◆ PROBLEM REQUIREMENTS
State how many lines of the material below contain the string "gabled". Give only the number.

◆ DATA FOR THE TASK
###
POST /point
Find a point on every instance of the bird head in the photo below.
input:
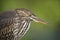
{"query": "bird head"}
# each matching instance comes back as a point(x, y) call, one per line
point(27, 14)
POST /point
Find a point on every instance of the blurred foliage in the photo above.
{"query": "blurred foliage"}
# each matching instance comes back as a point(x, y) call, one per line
point(45, 9)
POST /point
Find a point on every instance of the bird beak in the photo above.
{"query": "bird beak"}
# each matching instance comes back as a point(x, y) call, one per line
point(38, 20)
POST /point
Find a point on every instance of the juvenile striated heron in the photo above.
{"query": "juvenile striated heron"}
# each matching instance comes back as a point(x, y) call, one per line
point(14, 24)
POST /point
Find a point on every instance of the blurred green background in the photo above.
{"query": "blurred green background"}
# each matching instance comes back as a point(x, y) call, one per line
point(48, 10)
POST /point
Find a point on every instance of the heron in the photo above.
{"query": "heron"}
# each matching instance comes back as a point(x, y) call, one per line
point(15, 23)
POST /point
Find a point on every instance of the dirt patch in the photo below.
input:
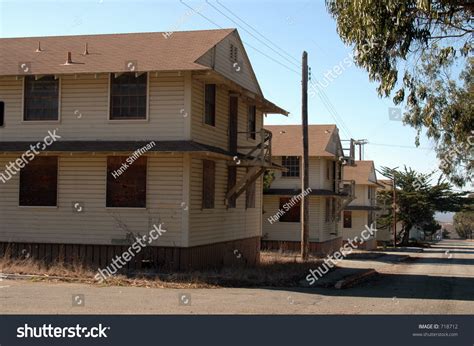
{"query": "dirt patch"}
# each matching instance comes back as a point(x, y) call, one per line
point(274, 270)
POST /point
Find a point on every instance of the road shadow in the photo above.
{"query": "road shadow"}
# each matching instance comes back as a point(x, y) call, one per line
point(402, 286)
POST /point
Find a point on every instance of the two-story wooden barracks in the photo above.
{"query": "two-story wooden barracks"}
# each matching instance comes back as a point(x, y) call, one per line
point(193, 94)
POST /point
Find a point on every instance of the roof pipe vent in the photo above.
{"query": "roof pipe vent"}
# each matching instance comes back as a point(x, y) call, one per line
point(86, 49)
point(69, 59)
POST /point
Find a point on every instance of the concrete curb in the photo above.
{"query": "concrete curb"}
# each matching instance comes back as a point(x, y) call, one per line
point(354, 279)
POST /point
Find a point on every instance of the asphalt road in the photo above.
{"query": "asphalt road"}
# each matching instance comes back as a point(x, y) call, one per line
point(439, 280)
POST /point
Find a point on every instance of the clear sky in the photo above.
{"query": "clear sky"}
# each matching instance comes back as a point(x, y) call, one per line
point(351, 99)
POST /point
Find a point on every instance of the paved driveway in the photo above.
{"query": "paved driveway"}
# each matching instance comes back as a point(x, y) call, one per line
point(439, 280)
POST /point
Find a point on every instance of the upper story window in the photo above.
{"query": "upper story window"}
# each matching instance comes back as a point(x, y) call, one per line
point(234, 51)
point(128, 96)
point(347, 219)
point(294, 210)
point(2, 113)
point(208, 184)
point(210, 105)
point(39, 182)
point(41, 98)
point(293, 165)
point(252, 122)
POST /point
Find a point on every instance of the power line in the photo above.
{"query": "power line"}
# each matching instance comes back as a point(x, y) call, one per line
point(261, 35)
point(269, 57)
point(324, 98)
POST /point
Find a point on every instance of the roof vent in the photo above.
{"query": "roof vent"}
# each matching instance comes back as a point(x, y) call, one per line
point(69, 59)
point(86, 49)
point(38, 50)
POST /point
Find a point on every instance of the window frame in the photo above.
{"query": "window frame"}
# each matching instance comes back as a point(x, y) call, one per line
point(283, 174)
point(23, 108)
point(349, 213)
point(58, 162)
point(212, 203)
point(2, 113)
point(286, 213)
point(252, 132)
point(214, 125)
point(111, 177)
point(124, 121)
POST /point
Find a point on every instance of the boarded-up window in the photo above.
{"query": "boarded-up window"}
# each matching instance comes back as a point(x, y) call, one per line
point(208, 183)
point(126, 186)
point(128, 96)
point(347, 219)
point(2, 113)
point(250, 195)
point(39, 182)
point(231, 181)
point(210, 104)
point(292, 163)
point(291, 211)
point(41, 98)
point(328, 209)
point(252, 122)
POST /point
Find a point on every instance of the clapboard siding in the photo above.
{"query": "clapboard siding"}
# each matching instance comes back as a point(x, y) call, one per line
point(219, 59)
point(84, 111)
point(221, 224)
point(317, 176)
point(219, 135)
point(83, 179)
point(319, 229)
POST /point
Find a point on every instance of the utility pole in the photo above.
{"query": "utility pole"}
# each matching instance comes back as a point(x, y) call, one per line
point(305, 175)
point(394, 210)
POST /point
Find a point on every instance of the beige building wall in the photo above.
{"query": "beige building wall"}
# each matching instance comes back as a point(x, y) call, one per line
point(82, 178)
point(221, 223)
point(84, 110)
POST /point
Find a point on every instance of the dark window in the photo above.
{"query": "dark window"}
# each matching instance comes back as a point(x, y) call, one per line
point(128, 96)
point(329, 209)
point(293, 214)
point(250, 195)
point(252, 122)
point(39, 182)
point(208, 183)
point(210, 105)
point(293, 165)
point(41, 98)
point(126, 187)
point(231, 181)
point(2, 114)
point(347, 219)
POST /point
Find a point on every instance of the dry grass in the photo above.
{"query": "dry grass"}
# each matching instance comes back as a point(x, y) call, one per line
point(274, 270)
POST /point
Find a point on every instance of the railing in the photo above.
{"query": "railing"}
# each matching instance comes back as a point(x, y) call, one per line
point(346, 187)
point(260, 154)
point(348, 149)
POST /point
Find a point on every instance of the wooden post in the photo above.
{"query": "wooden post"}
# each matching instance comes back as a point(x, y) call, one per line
point(305, 163)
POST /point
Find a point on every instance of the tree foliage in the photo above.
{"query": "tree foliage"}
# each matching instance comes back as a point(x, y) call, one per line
point(417, 201)
point(464, 224)
point(418, 52)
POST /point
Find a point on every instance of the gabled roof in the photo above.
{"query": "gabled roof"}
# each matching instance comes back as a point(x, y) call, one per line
point(287, 140)
point(363, 173)
point(152, 51)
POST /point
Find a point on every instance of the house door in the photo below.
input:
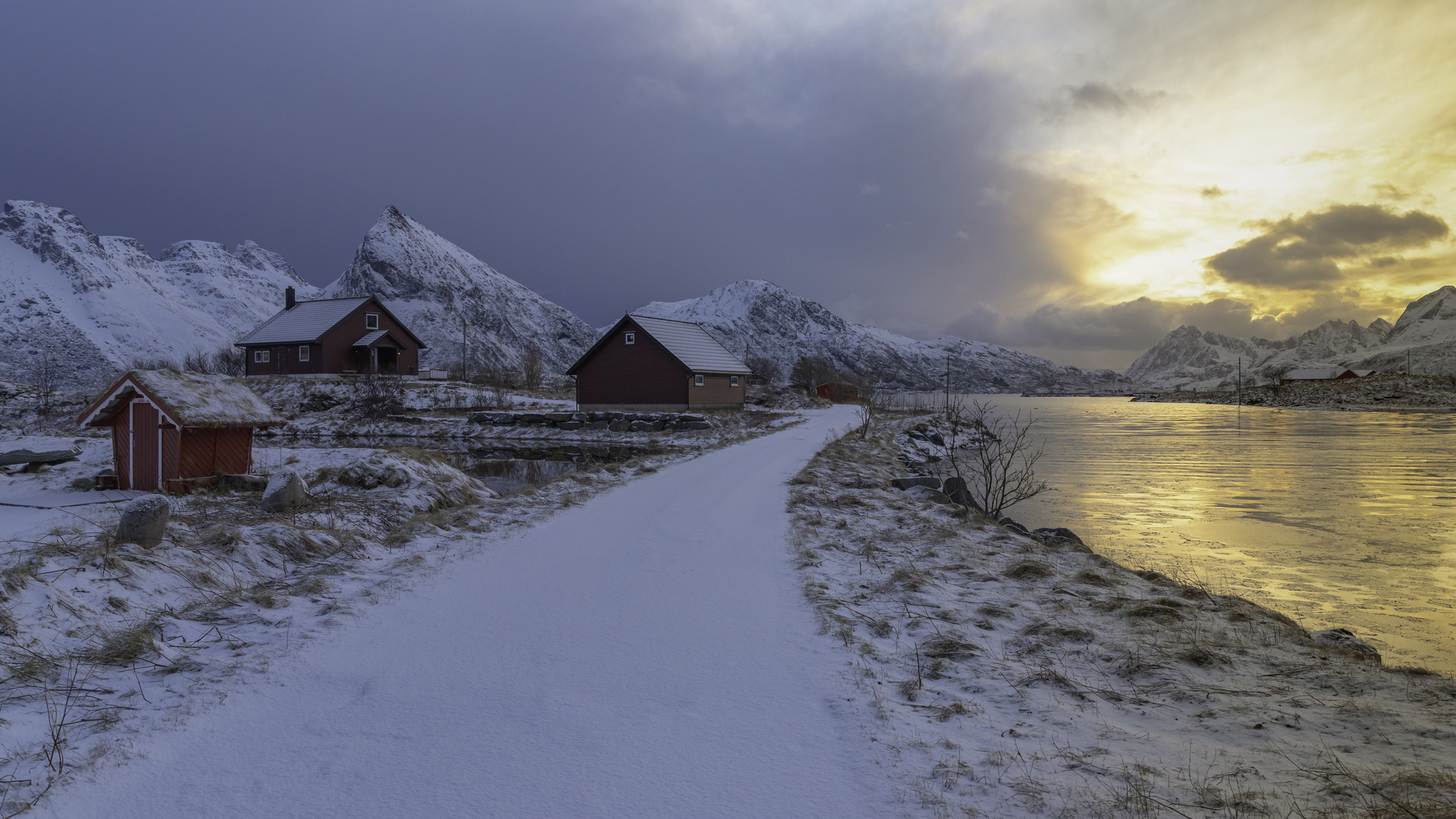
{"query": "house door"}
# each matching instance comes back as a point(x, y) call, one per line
point(146, 447)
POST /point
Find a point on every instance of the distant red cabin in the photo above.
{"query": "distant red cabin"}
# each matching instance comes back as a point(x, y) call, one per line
point(658, 365)
point(169, 428)
point(332, 337)
point(837, 392)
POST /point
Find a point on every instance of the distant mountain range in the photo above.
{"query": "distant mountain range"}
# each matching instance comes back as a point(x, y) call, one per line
point(1424, 338)
point(93, 303)
point(440, 292)
point(762, 319)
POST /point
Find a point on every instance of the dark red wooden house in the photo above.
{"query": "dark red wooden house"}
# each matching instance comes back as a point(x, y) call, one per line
point(332, 337)
point(658, 365)
point(171, 428)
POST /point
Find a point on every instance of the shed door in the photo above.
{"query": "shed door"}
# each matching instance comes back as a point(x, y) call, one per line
point(146, 447)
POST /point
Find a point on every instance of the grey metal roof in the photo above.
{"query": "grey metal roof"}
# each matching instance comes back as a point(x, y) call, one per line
point(692, 346)
point(305, 322)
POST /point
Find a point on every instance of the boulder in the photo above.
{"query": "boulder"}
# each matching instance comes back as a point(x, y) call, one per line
point(1011, 523)
point(1346, 640)
point(39, 458)
point(915, 482)
point(1060, 535)
point(956, 487)
point(243, 483)
point(1059, 532)
point(143, 521)
point(284, 490)
point(927, 493)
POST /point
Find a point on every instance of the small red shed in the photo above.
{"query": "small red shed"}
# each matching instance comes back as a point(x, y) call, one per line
point(169, 428)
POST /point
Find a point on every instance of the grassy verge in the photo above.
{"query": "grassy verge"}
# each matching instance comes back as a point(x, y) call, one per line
point(1006, 675)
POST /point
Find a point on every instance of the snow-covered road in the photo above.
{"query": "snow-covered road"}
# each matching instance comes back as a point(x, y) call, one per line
point(645, 654)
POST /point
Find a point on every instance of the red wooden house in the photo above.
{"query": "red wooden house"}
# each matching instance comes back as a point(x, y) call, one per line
point(171, 428)
point(658, 365)
point(332, 337)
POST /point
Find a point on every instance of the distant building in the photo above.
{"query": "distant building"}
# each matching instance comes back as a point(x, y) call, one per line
point(837, 392)
point(169, 428)
point(658, 365)
point(1327, 373)
point(332, 337)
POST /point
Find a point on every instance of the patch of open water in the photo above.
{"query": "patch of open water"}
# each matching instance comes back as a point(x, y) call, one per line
point(1338, 519)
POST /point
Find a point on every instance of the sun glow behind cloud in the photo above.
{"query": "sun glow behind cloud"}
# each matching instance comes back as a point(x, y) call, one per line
point(1168, 131)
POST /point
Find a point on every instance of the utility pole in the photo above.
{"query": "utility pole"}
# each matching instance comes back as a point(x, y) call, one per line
point(946, 385)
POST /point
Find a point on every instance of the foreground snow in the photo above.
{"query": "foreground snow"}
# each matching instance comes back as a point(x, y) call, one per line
point(642, 654)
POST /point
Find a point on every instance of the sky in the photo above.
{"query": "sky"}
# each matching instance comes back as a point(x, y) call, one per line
point(1072, 180)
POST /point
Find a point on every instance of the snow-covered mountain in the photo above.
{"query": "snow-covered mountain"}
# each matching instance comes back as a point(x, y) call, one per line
point(95, 303)
point(1424, 337)
point(437, 289)
point(762, 319)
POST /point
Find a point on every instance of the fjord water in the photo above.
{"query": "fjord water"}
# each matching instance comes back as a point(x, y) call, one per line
point(1337, 519)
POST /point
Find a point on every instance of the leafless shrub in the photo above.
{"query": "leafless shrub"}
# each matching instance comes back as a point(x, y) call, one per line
point(993, 455)
point(764, 368)
point(46, 376)
point(376, 397)
point(533, 369)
###
◆ OUTPUT
2